# Schlechte Bremsleistung



## GizzZ (24. August 2005)

Hallo jungs,
Ich werd bald 18 und da ham mich meine Eltern gefragt was ich denn gern hätte. Da meine Bremsleistung an meinem Bmx unterirdisch ist hab ich mir gedacht, dass ich sone komplette Neugestaltung mach bei allem was mit bremsen zu tun hat. Da ich leider von so Dingen keine Ahnung hab wollt ich euch mal fragen was so eine gute Kombination an Felgen/Bremsklötze/Bremsen/Bremskabel ist. Für vorne und hinten versteht sich. Außerdem is meine Hintere Felge eh schon ziemlich verbeult also würde mich ihr Verlust nicht schmerzen. Fahren tue ich street/ramp. 
Ich denke mal um Geld muss ich mir da keine Sorgen machen da im Notfall auch meine Oma und so noch was dazulegen würde. 

Würde mich echt freuen wenn ihr antworten würdet.


----------



## DirtJumper III (24. August 2005)

ERFASSTES MATERIAL:
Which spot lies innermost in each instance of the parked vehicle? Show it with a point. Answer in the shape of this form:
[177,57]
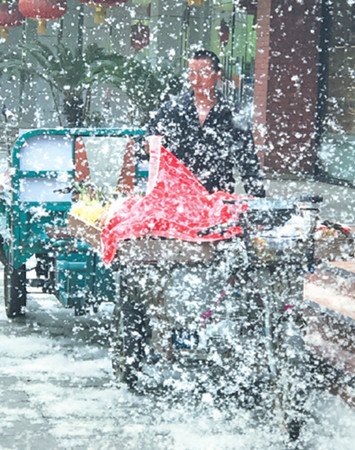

AUFGABEN:
a: Welche Fahrweise gibt GizzZ im Lesetext zur schlechten Bremsleistung an?
b: Schreib die Fortsetzung des Lesetexts zur schlechten Bremsleistung am BMX, beginnend mit dem Beitrag von DirtJumper III.

ANTWORTEN PRO AUFGABE:
a: Street und Ramp.

b:
also als kabel würd ich dir nen Odyssey linear slick cable ans herz legen und für ne hr-felge ne Odyssey hazard lite oder wennste ganz unsauber fährst ne sun BFR felge, beides in chrom, da chrom besser bremst....


----------



## MTB-News.de




----------



## Sele666 (24. August 2005)

jo denn noch ne odyssey evolver oder so und schöne koolstop beläge und nen snafu c lever oder so und du hast DIE bremse....


----------



## RISE (24. August 2005)

Will keinen neuen Thread aufmachen, aber kann mal einer die Bauhöhe seiner Odyssey Evolver messen?


----------



## GizzZ (24. August 2005)

DirtJumper III schrieb:
			
		

> für ne hr-felge ne Odyssey hazard lite oder wennste ganz unsauber fährst ne sun BFR felge



die sun bfr is doch dann sicher schwerer oder? wenn ja wie viel wigen denn die beiden? Und wie sieht das für vorne aus? Sin die auch für vorne gut?



			
				Sele666 schrieb:
			
		

> snafu c lever



höö    wasn das? is das ein bremsbelag? edit: hat sich erledigt -.-
 Und apropos Bremsbelag: es gibt ja ein haufen Koolstop beläge. Welche bremsen denn am besten auf den 2 oben genannten Felgen?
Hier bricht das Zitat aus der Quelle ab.